— Challenge —
Please copy out, without any changes, everything below from the line containing "roof, then give the position of each instance." down to the last of the rows.

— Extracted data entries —

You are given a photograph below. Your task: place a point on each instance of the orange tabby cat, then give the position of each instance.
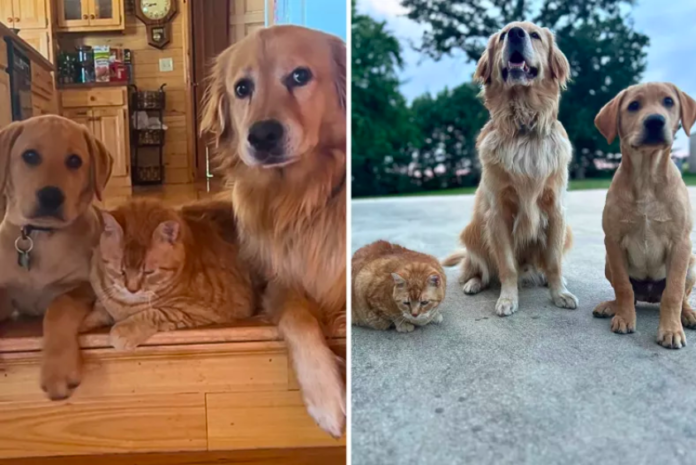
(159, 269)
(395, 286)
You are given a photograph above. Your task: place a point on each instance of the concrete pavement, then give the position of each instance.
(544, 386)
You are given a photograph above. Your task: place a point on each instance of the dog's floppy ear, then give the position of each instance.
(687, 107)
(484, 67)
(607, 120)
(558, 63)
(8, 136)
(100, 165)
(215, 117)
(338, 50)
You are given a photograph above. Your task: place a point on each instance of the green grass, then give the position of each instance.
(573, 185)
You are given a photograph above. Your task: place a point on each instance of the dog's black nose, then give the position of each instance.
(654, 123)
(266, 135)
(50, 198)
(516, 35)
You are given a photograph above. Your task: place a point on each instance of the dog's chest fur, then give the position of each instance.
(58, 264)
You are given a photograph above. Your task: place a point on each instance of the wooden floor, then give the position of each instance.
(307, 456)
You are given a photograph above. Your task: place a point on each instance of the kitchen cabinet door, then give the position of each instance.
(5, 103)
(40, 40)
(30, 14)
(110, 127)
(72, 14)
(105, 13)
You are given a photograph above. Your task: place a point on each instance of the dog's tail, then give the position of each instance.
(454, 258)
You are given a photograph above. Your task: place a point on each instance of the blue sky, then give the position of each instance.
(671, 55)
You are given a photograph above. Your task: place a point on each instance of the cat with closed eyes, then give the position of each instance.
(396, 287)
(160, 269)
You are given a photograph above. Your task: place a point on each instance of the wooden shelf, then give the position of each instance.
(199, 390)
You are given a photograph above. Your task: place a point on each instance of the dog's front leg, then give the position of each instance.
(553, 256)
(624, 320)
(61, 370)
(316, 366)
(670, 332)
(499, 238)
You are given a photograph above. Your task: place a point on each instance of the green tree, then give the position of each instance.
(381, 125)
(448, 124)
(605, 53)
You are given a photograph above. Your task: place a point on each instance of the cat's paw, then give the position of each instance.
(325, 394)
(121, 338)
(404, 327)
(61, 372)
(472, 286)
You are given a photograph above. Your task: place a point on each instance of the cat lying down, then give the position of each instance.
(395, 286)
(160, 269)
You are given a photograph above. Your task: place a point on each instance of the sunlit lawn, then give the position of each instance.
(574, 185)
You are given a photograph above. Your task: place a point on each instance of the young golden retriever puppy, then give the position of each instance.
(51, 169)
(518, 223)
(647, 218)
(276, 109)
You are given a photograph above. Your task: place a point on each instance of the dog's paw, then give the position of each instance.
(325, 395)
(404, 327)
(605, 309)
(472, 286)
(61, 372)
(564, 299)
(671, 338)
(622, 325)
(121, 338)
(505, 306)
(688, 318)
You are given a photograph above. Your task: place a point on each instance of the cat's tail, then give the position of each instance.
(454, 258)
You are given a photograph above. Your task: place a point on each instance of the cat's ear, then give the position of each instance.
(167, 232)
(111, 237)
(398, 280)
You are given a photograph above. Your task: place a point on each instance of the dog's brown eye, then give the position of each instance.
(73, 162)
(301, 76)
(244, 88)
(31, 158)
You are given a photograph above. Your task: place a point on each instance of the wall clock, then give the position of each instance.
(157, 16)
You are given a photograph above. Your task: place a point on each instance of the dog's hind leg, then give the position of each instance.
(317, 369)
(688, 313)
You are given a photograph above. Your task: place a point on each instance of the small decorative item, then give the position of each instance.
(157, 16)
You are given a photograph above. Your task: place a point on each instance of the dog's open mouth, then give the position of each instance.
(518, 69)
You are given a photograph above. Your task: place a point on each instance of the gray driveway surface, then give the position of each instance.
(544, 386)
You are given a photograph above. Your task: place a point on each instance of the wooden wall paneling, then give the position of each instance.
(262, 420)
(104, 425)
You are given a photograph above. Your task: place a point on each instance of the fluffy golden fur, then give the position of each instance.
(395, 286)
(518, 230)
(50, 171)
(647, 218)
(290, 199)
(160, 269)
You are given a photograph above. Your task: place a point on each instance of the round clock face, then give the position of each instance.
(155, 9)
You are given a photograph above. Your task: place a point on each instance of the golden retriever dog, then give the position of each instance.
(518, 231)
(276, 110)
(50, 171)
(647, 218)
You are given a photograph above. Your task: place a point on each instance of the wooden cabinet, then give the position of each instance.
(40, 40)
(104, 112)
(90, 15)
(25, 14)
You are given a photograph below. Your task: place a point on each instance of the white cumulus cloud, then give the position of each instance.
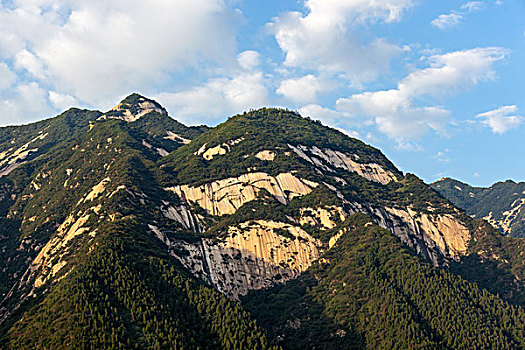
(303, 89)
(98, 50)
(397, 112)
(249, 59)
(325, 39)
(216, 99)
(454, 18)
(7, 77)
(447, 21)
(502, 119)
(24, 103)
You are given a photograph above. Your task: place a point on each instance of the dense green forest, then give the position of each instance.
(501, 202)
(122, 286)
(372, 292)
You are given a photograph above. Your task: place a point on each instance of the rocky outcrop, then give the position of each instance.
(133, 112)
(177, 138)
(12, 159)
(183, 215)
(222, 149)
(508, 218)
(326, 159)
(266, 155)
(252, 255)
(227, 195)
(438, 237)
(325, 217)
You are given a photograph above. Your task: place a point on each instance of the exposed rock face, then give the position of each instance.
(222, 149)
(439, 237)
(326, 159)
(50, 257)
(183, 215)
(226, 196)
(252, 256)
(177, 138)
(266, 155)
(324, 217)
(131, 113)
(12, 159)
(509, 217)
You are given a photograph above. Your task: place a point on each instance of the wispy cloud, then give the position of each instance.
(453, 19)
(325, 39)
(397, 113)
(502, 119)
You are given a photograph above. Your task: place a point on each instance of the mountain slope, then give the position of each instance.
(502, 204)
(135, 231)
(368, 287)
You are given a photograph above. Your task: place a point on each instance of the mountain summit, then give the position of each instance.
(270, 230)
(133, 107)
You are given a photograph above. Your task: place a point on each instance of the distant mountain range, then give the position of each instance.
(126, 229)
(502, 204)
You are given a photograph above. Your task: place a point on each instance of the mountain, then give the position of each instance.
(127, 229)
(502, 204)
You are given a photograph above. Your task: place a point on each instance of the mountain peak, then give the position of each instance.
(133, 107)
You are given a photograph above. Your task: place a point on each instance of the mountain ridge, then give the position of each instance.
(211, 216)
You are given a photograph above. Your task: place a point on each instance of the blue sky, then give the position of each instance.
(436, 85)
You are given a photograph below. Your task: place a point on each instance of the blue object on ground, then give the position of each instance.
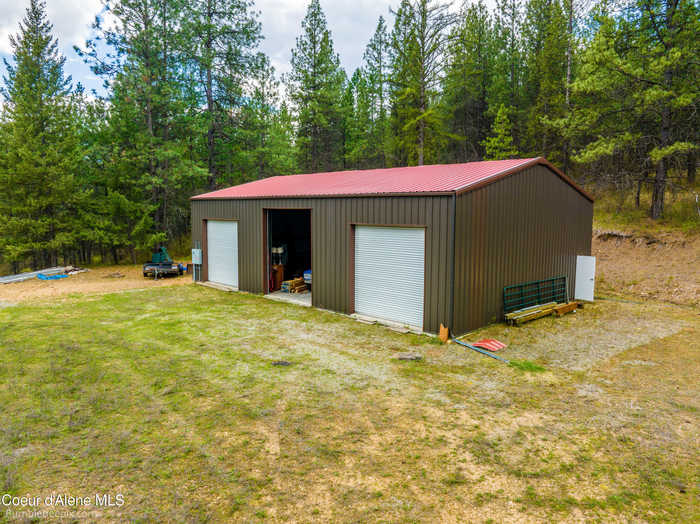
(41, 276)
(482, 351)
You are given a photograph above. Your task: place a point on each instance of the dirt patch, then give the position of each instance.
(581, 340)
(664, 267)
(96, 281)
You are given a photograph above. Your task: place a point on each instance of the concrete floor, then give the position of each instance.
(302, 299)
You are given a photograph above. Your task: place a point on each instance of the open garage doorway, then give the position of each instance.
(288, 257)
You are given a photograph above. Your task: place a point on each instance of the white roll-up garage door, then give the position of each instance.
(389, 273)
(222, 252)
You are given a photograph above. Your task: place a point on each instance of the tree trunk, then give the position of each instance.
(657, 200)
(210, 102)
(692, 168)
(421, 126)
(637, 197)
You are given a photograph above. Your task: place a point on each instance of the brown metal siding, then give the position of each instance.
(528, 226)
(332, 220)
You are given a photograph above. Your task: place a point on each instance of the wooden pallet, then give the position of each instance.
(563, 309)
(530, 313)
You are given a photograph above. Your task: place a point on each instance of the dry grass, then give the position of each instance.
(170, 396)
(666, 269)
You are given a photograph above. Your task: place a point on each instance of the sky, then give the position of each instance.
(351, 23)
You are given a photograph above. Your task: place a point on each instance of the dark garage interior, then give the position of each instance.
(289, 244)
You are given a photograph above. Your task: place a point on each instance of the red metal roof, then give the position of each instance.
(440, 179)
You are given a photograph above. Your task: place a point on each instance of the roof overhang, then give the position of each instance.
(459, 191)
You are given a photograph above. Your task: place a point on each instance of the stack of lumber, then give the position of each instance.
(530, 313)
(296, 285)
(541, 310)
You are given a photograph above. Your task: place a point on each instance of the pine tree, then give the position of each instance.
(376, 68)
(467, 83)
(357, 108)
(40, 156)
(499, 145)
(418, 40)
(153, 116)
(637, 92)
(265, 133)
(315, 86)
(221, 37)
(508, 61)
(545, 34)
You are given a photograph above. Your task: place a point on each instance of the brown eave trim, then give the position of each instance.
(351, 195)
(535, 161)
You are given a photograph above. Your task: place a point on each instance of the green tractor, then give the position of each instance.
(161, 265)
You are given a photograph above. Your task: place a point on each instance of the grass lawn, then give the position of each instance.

— Complete response —
You are given a photograph above. Your task: place a point on each instance of the red metal roof, then give the position of each instance.
(440, 179)
You are given a photograph above. Your task: place a point on each instance of the roof overhang, then give the position of each instance.
(459, 191)
You are given a photograph above. Your task: place a point on each instance of the stack of lumber, then give the position of each instance.
(530, 313)
(296, 285)
(541, 310)
You are given a photograph above. Your task: place a point on each instance of the pine tree, then give the position of each instance.
(376, 68)
(467, 83)
(357, 108)
(40, 156)
(499, 145)
(418, 40)
(153, 116)
(637, 92)
(265, 133)
(315, 86)
(221, 37)
(508, 61)
(545, 34)
You are given a photograph above. Your task: place a point on each instance of the brown eave trim, then give the position of each instance.
(351, 195)
(535, 161)
You are given a photograph above. Your task: place a point on each instance of the green tractor, then give the position of each instance.
(161, 265)
You are given a photograph above. Your task: place a point on each instance of the grass lawn, then give the position of each instance.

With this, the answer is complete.